==== TEXTO FORNECIDO ====
Valor econômico, v. 17, n. 4051, 20/07/2016. Política, p. A6

FAZENDA NEGOCIA VOTAÇÃO DE PROJETO DO PSDB QUE SECURITIZA DÍVIDA PÚBLICA

Por: Fábio Pupo e Thiago Resende

Por Fábio Pupo e Thiago Resende | De Brasília

 

Antes resistente à ideia de securitizar a dívida pública, a Procuradoria-Geral da Fazenda Nacional (PGFN, órgão vinculado ao Ministério da Fazenda) passou a trabalhar em conjunto com parlamentares em busca de um texto consensual sobre o tema - o que deve abrir caminho para a medida, considerada prioritária pelo governo para arrecadar recursos. O projeto pretende oferecer ao mercado R$ 80 bilhões em créditos a receber.

O projeto de lei em debate é o apresentado pelo então senador José Serra (PSDB-SP), atual ministro de Relações Exteriores. Ele mesmo levantou o tema da securitização em reunião entre o presidente interino Michel Temer e o núcleo econômico para discutir medidas a serem lançadas.

A diretora da dívida ativa na PGFN, Anelize Lenzi Ruas de Almeida, afirmou em entrevista ao Valor que a negociação levou a uma redação final considerada "aceitável" pela instituição. "Construímos um plano B", diz ela. Entre as regras inseridas após reuniões entre parlamentares e governo (incluindo Fazenda, PGFN, Planejamento e a área política), está a necessidade o ministro da Fazenda autorizar as operações - o que dá mais segurança aos servidores da pasta. Inicialmente, o projeto de Serra não previa a regra, mas foi incluído pelo relator - o colega de partido Paulo Bauer (SC).
==== DADOS DA TAREFA ====
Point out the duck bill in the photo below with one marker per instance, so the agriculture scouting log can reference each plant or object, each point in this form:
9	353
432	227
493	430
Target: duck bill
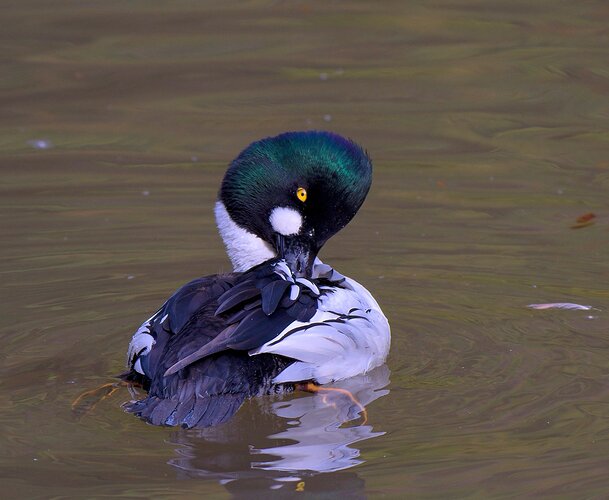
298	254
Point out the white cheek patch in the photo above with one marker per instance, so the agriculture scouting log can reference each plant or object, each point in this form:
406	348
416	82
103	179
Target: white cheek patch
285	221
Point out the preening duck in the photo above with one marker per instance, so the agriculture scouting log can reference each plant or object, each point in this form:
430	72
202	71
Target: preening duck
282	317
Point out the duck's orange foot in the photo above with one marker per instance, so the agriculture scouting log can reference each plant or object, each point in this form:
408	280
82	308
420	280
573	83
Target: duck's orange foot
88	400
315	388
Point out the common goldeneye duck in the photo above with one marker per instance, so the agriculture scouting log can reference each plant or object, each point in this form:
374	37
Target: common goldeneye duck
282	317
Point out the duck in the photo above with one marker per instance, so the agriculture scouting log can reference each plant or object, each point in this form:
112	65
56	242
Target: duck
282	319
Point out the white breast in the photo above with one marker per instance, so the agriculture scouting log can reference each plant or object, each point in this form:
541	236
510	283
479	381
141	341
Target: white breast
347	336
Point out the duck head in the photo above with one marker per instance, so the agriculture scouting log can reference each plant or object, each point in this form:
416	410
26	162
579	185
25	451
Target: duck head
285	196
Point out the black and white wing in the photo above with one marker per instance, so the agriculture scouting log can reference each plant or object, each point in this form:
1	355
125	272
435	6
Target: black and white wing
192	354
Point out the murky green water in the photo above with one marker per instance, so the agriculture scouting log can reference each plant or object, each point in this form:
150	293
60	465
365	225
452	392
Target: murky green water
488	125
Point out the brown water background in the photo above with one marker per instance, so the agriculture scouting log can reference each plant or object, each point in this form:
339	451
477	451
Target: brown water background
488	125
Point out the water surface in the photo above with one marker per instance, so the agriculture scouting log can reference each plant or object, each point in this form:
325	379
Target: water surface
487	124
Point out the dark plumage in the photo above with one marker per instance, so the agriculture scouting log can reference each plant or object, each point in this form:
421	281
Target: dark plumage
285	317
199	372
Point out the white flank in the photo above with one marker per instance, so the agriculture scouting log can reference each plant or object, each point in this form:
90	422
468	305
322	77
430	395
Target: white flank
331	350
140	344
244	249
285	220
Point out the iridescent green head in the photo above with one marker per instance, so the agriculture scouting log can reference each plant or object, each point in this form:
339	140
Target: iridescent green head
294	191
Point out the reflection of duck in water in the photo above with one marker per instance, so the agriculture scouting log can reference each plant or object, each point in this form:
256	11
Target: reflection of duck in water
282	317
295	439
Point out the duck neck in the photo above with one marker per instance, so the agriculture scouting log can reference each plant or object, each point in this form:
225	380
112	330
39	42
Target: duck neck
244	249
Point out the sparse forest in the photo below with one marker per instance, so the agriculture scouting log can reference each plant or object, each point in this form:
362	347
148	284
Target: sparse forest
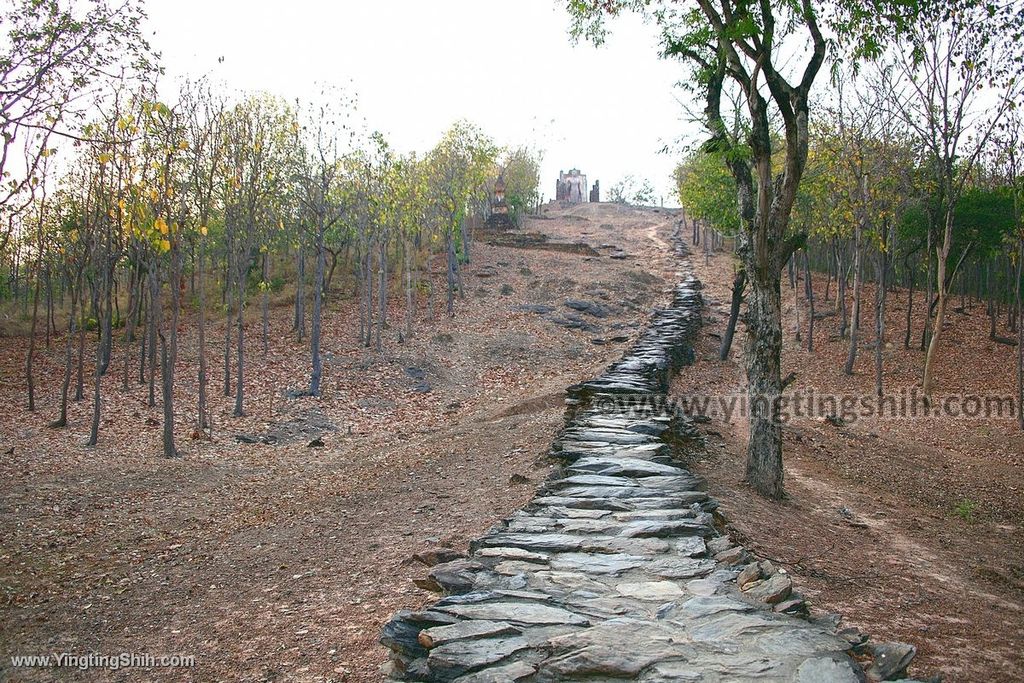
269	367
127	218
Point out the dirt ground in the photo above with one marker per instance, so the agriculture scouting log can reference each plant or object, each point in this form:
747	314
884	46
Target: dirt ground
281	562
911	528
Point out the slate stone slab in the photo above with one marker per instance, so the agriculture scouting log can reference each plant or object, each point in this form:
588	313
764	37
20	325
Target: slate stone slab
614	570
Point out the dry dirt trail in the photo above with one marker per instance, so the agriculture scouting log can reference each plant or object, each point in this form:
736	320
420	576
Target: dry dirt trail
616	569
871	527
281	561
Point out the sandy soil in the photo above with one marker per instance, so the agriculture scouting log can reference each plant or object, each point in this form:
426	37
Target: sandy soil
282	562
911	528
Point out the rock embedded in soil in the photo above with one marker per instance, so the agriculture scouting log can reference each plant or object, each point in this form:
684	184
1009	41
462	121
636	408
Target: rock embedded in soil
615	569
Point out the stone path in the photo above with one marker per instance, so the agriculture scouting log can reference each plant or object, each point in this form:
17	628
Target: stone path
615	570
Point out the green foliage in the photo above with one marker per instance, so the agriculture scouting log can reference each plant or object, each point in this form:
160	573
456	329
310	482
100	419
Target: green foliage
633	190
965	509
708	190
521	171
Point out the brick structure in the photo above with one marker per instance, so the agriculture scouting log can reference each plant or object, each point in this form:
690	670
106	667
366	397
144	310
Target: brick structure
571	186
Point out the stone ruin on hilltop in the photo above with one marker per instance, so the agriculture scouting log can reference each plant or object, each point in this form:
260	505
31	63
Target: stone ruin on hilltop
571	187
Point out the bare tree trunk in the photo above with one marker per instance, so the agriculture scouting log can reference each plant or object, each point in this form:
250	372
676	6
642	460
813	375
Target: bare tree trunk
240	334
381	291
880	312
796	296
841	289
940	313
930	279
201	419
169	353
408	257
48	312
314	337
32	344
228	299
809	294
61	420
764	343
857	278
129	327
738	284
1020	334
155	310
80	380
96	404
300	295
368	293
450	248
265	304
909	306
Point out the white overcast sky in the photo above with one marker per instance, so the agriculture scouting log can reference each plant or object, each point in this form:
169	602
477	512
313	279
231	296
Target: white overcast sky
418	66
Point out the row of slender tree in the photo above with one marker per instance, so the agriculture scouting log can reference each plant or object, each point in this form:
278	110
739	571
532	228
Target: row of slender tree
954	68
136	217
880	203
====
==== DADOS DA TAREFA ====
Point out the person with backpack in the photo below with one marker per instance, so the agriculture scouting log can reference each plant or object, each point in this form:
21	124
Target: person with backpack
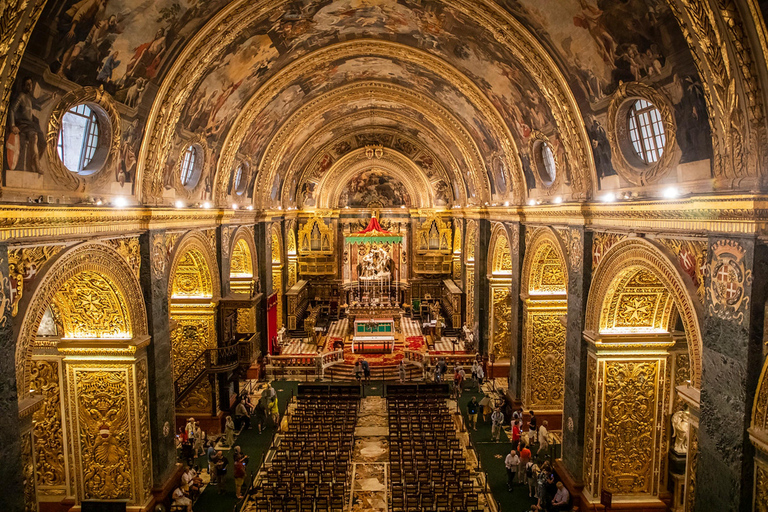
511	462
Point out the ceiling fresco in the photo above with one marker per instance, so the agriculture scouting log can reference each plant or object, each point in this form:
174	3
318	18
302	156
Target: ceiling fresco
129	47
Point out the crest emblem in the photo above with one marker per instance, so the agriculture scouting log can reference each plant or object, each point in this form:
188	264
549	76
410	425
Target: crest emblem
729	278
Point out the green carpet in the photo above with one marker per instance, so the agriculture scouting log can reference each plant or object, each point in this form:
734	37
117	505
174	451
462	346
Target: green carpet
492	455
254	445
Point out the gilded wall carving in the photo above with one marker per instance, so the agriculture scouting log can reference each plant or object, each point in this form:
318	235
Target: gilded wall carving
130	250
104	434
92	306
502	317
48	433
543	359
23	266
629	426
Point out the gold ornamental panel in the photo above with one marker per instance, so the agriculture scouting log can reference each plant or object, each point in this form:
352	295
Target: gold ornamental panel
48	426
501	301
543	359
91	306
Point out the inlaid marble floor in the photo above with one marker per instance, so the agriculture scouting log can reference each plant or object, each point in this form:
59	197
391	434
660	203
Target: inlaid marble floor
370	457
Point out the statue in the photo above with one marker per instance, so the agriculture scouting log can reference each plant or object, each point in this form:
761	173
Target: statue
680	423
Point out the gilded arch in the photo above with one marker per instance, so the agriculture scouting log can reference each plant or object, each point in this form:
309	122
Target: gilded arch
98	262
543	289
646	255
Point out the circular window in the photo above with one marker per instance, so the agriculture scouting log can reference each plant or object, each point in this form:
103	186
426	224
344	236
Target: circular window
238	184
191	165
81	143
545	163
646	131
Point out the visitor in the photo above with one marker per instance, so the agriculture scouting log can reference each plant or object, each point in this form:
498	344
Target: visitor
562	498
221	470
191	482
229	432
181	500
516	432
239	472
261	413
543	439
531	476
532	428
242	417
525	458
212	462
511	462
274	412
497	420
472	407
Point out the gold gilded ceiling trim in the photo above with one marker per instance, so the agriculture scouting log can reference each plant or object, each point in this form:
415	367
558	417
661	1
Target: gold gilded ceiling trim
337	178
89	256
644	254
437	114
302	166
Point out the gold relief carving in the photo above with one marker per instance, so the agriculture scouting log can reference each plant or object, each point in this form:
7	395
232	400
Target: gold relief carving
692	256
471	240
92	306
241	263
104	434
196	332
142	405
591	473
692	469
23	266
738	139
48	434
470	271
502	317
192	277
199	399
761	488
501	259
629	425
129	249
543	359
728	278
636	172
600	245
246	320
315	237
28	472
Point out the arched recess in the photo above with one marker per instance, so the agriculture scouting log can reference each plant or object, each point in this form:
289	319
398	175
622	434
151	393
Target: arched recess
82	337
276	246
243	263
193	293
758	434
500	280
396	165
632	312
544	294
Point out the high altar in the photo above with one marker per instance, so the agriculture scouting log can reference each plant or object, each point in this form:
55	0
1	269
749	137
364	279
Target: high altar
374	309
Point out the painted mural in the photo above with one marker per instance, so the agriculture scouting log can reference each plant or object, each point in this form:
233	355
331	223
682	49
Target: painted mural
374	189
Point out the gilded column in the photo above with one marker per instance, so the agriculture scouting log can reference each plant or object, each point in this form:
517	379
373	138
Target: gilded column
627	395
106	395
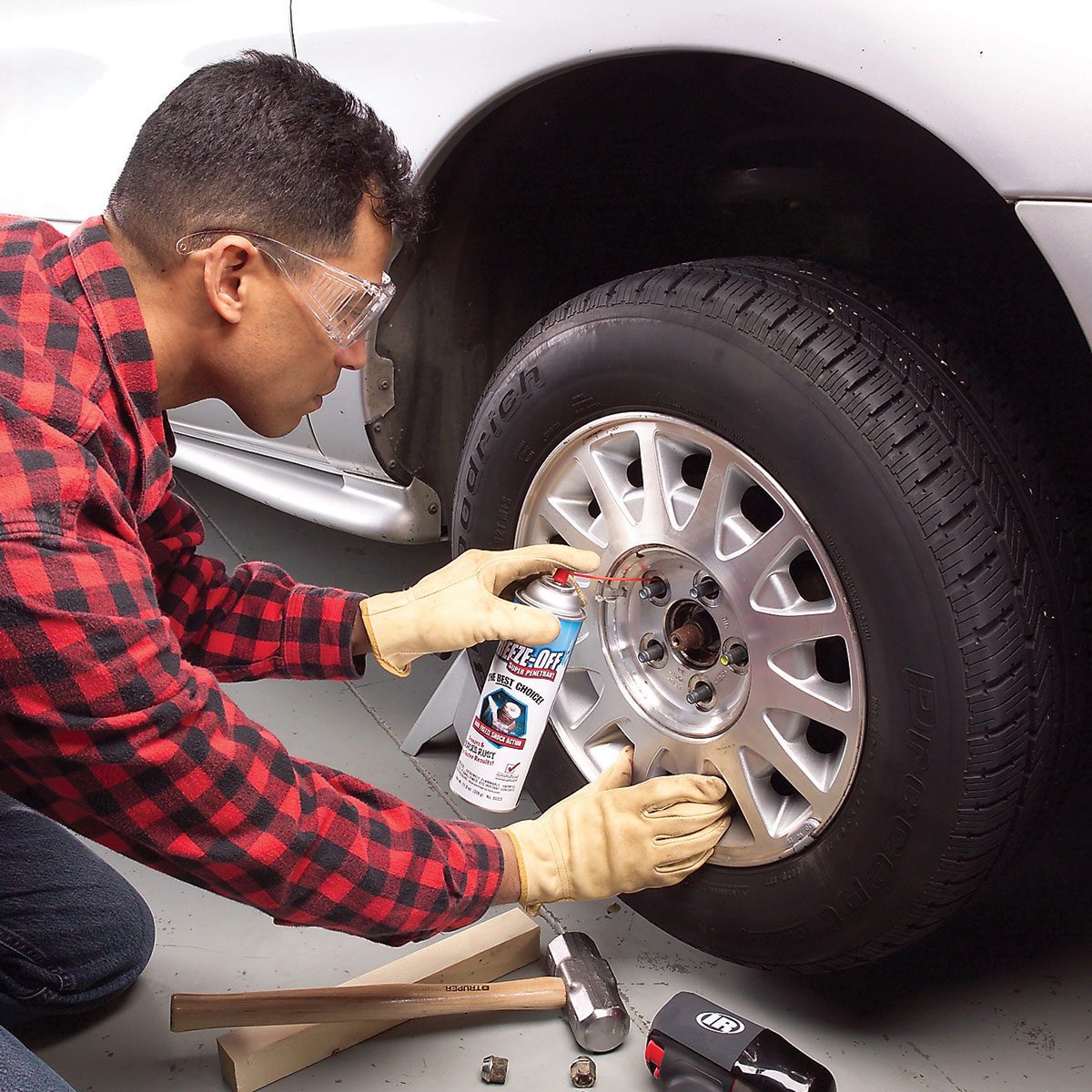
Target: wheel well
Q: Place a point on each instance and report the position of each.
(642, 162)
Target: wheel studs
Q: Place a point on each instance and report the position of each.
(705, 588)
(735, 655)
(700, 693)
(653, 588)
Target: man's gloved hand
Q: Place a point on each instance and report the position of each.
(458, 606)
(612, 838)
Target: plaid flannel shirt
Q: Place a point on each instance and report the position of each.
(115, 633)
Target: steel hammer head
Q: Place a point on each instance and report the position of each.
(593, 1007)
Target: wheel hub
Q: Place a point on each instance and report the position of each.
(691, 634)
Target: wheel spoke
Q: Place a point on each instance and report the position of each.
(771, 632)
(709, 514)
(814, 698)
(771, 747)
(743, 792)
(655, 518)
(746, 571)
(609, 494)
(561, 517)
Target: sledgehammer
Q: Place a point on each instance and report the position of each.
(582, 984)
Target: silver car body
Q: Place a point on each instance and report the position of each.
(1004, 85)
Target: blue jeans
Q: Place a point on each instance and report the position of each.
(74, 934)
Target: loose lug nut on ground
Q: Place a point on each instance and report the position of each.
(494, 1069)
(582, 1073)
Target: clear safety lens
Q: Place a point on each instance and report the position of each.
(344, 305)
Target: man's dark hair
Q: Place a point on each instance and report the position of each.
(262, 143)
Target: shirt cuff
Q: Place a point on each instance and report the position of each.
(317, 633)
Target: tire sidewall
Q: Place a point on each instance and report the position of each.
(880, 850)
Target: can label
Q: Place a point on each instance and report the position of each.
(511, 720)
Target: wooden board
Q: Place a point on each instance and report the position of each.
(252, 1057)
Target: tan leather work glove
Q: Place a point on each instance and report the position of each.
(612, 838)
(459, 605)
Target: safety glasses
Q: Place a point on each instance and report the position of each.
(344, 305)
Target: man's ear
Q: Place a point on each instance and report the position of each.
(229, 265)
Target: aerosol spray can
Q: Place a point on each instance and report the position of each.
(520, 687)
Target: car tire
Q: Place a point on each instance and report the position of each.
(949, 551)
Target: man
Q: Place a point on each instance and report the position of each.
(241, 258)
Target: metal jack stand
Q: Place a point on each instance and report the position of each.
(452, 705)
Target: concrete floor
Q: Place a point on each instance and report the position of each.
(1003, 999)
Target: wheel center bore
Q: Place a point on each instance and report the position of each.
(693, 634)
====
==== DADOS DA TAREFA ====
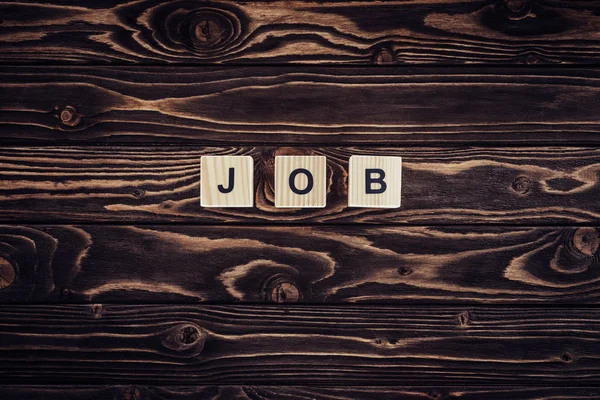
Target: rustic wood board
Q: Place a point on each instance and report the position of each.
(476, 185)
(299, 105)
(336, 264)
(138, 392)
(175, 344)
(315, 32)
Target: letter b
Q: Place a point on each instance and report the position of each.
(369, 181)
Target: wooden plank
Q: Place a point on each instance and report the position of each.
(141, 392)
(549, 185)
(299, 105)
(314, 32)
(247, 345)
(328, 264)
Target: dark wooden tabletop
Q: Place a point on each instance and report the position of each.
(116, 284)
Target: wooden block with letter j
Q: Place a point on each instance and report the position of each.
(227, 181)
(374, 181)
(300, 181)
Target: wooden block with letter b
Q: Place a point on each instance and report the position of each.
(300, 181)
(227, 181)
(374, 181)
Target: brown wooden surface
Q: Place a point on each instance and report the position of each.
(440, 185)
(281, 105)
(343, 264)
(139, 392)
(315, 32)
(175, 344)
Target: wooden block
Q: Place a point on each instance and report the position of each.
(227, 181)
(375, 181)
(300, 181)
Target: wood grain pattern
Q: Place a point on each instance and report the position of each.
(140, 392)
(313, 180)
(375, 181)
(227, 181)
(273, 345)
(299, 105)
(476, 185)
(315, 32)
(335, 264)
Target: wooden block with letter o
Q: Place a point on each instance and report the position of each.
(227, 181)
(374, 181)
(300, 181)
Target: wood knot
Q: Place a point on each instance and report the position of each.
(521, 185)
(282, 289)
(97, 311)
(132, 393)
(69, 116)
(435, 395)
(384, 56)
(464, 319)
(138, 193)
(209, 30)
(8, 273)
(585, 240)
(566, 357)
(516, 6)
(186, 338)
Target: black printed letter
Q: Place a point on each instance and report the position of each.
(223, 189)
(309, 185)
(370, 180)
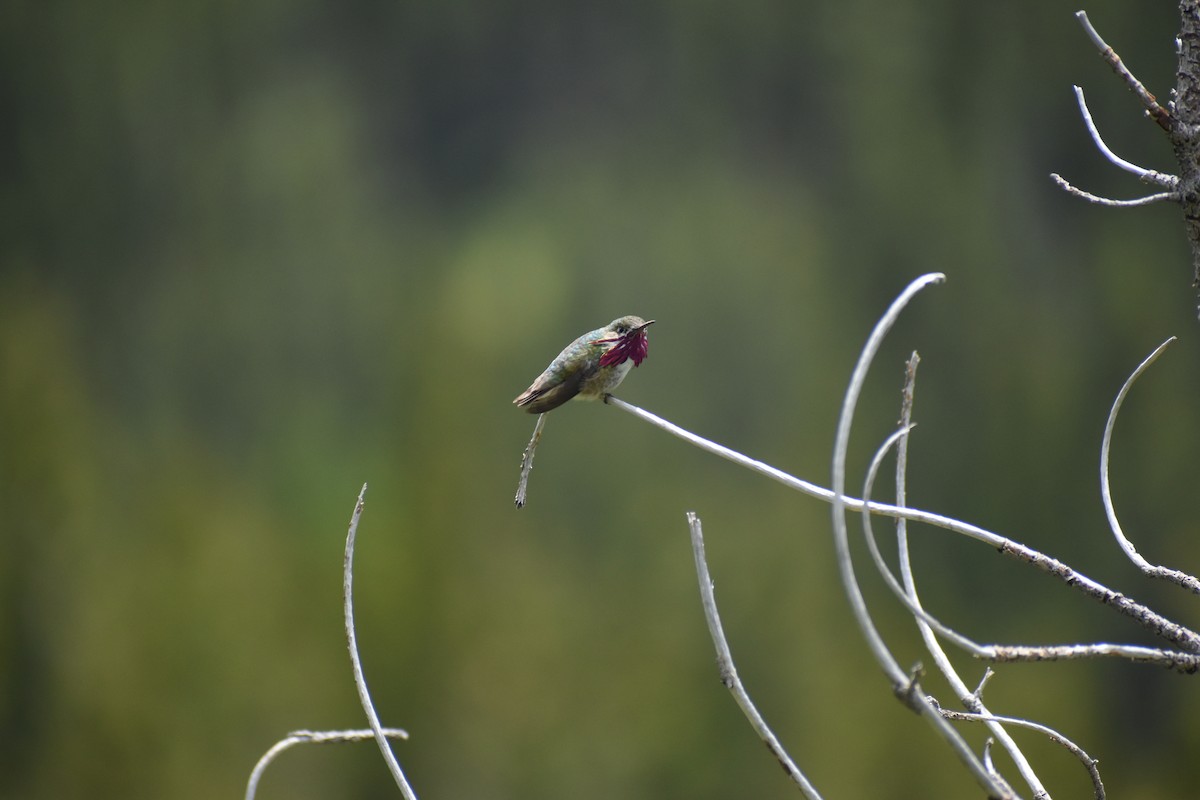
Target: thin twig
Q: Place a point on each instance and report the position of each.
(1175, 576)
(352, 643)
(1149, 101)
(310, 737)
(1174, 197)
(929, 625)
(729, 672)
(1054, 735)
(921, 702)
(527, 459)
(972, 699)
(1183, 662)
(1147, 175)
====
### INSTRUÇÕES:
**1.** Substitua "instance" por "occurrence" nas linhas de dados, desde a que contém "Target: man's ear" até a que contém "(1003, 999)", ambas incluídas. Reproduza esse trecho sem nenhuma outra alteração.
**2.** Prossiga a notícia sobre a securitização da dívida pública a partir do último parágrafo apresentado.
O texto e as linhas de dados têm origens distintas.

### RESPOSTAS ESCRITAS:
**1.**
Target: man's ear
Q: Place a point on each occurrence and report the position of each.
(229, 265)
Target: aerosol spray can
Q: Place a point on each occurrence and report the position of each.
(520, 687)
Target: car tire
Q: Place a point on each occurrence and report the position of each.
(949, 551)
Target: man
Q: Place a point on each occurrence and report the position of each.
(241, 258)
Target: metal jack stand
Q: Place a point on each occurrence and report the position of each.
(452, 705)
Target: concrete floor
Q: Place a point on each occurrence and report the position of each.
(1003, 999)

**2.**
Pelo texto do projeto, o governo pretende securitizar R$ 80 bilhões que correspondem basicamente à fatia da dívida renegociada nos últimos anos e que passou a ser paga de forma parcelada pelos contribuintes. Considerado o mais valioso frente ao mercado, esse tipo de débito tem alta chance de recuperação já que os devedores assumiram a existência dela ao repactuar o pagamento.

Para entrar em vigor, a securitização ainda tem que percorrer alguns trâmites. Segundo a diretora, a medida não pode ser adotada por atos exclusivos do Executivo porque depende de aval do Congresso. Depois ainda é necessária uma regulamentação.

Apesar de não haver uma estimativa exata de arrecadação pela PGFN, Bauer informou ao Valor que uma previsão inicial aponta para 50% de deságio na securitização dos débitos - ou seja, poderia ser arrecadada metade dos R$ 80 bilhões. No caso dos Estados, o potencial dessas operações seria de R$ 60 bilhões, sendo que a perspectiva preliminar de receita seria, então, de R$ 30 bilhões. Mas isso depende das condições do mercado e interesse dos investidores em cada parcela das dívidas.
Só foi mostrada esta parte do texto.